When a line in the entries below contains the word "tassel", copy that line.

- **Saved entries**
☆ ☆ ☆ ☆
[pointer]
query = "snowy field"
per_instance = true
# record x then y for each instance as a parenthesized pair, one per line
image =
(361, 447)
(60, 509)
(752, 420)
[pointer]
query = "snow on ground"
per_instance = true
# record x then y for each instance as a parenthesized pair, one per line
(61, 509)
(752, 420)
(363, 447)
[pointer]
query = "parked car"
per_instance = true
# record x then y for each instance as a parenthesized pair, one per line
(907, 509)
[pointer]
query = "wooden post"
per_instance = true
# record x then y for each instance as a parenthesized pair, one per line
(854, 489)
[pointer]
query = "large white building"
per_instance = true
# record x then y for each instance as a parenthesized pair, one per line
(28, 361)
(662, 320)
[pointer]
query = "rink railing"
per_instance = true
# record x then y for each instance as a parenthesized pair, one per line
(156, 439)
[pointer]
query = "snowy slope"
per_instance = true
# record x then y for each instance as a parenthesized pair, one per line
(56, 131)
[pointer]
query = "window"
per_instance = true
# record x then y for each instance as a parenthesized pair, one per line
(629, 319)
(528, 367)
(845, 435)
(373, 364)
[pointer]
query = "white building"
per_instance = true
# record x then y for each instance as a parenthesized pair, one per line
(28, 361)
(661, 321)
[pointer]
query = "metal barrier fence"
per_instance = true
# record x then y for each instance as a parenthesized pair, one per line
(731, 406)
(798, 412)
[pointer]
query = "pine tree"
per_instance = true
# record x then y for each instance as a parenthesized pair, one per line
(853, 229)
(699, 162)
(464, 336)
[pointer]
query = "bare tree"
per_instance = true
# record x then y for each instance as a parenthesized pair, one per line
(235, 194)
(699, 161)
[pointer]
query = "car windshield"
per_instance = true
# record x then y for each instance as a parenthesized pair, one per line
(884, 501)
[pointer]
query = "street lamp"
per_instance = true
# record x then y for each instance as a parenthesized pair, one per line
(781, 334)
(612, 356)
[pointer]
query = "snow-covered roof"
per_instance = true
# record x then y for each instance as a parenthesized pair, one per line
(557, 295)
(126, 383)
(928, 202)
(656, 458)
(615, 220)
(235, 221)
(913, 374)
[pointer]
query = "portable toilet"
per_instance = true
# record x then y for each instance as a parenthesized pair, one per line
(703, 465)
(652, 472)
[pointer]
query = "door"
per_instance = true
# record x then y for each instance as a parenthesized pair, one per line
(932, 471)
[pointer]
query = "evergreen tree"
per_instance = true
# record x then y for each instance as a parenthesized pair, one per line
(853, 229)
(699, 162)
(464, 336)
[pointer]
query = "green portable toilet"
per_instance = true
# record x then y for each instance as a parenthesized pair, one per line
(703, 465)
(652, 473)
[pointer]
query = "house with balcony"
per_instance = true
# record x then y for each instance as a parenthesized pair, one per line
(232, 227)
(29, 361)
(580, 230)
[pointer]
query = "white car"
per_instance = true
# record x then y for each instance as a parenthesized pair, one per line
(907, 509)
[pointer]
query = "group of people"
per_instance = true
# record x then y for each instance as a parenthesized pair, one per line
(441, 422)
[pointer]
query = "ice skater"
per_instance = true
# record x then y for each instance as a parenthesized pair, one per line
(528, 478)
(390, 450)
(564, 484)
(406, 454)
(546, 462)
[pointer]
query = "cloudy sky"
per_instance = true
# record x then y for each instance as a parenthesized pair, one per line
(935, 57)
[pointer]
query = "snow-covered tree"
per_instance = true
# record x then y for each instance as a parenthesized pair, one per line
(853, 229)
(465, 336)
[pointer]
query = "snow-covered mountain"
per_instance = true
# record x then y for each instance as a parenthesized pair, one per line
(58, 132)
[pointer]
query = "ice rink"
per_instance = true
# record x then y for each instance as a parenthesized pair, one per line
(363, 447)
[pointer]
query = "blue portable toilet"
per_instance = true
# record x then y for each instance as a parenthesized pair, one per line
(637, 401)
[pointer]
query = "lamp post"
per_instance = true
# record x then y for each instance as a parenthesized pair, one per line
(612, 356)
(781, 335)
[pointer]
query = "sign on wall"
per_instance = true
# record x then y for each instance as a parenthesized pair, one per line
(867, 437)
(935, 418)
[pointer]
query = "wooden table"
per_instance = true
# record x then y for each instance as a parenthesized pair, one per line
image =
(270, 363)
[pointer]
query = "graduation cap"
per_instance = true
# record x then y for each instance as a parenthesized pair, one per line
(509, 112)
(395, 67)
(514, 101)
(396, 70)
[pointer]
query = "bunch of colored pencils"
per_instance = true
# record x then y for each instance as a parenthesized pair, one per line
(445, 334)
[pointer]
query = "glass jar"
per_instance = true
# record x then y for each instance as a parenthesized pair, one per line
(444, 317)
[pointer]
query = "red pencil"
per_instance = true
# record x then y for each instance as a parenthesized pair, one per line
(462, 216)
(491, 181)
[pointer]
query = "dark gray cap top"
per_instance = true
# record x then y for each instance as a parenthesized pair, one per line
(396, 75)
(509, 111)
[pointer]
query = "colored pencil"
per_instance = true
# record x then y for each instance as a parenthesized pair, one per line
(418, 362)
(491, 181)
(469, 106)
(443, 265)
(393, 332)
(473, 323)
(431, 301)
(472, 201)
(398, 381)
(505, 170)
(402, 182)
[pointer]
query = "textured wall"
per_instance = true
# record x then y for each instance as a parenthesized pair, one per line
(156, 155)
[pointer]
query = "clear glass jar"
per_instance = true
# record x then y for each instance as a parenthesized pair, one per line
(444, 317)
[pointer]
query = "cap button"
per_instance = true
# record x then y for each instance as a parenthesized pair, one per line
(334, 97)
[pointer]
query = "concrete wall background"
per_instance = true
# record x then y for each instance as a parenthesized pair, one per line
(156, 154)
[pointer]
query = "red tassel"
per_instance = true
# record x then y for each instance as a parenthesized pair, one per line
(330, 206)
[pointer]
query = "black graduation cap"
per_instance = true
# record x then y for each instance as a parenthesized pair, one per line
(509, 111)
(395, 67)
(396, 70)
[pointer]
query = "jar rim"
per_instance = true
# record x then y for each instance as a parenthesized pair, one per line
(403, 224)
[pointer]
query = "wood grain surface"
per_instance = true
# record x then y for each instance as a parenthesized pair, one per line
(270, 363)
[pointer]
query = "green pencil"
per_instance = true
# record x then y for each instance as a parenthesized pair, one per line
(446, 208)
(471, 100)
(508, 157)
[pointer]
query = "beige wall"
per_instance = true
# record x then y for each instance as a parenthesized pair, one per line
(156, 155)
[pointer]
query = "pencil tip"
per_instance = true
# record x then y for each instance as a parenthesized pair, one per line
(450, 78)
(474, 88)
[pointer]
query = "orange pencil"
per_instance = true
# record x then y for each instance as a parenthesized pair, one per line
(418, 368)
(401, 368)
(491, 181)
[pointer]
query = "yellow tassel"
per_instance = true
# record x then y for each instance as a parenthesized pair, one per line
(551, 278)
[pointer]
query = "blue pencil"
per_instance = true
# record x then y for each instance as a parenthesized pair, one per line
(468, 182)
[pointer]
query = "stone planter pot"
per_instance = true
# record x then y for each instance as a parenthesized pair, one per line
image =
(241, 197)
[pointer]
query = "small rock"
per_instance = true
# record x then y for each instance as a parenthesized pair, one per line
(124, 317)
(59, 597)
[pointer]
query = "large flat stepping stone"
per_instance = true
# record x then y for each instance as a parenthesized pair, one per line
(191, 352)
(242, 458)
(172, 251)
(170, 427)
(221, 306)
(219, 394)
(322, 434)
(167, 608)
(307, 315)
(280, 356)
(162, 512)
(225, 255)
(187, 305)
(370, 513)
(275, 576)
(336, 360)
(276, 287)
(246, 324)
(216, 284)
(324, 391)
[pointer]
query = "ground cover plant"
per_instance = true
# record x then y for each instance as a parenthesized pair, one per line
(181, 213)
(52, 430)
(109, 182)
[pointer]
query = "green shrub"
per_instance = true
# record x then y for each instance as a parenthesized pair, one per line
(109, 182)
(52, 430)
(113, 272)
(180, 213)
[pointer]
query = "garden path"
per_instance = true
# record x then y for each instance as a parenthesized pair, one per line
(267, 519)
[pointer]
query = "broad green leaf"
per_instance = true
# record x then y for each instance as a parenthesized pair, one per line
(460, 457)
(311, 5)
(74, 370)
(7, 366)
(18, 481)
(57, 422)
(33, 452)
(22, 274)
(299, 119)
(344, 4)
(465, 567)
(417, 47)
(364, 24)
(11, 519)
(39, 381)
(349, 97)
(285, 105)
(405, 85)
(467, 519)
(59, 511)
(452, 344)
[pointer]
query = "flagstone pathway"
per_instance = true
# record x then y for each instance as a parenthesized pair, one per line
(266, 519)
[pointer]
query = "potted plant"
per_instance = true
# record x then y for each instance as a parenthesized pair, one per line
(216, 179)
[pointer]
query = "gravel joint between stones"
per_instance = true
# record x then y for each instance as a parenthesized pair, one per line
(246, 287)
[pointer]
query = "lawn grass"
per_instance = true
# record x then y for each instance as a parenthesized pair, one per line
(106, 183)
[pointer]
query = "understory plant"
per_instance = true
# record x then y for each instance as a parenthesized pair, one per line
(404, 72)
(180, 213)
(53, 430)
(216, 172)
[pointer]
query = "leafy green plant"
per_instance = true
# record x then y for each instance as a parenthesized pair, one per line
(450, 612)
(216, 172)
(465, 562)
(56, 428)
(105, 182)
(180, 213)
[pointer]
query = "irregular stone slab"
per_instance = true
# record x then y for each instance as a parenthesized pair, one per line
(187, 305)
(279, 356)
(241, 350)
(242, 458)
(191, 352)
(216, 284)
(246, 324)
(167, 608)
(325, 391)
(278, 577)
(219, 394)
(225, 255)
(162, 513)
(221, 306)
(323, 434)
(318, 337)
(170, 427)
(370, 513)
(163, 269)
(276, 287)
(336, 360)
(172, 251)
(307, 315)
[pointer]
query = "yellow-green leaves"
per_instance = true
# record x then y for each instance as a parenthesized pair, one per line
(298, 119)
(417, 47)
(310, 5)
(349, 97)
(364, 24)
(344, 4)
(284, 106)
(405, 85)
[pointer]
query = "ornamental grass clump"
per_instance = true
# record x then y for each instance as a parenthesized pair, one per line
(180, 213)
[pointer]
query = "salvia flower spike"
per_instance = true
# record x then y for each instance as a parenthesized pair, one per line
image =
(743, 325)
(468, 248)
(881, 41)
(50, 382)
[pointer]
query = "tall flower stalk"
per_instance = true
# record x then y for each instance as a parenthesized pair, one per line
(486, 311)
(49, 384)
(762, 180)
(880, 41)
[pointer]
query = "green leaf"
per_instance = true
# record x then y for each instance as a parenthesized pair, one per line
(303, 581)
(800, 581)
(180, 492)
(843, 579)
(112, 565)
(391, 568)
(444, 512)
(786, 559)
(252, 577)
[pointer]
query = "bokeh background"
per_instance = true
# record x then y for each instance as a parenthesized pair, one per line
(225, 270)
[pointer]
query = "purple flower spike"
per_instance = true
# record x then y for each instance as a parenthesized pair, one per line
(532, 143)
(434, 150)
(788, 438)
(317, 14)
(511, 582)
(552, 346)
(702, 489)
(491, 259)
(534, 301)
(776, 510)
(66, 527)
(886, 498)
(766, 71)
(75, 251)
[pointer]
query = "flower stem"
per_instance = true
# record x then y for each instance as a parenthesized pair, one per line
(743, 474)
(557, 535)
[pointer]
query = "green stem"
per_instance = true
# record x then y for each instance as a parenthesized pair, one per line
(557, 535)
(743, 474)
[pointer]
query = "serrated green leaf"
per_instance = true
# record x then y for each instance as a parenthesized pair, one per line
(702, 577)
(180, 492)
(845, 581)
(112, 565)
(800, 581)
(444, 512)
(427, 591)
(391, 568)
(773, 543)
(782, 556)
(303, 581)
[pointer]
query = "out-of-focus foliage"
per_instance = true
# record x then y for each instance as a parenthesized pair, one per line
☆ ☆ ☆ ☆
- **RESULT BELOW**
query = "red tassel"
query = "yellow tassel"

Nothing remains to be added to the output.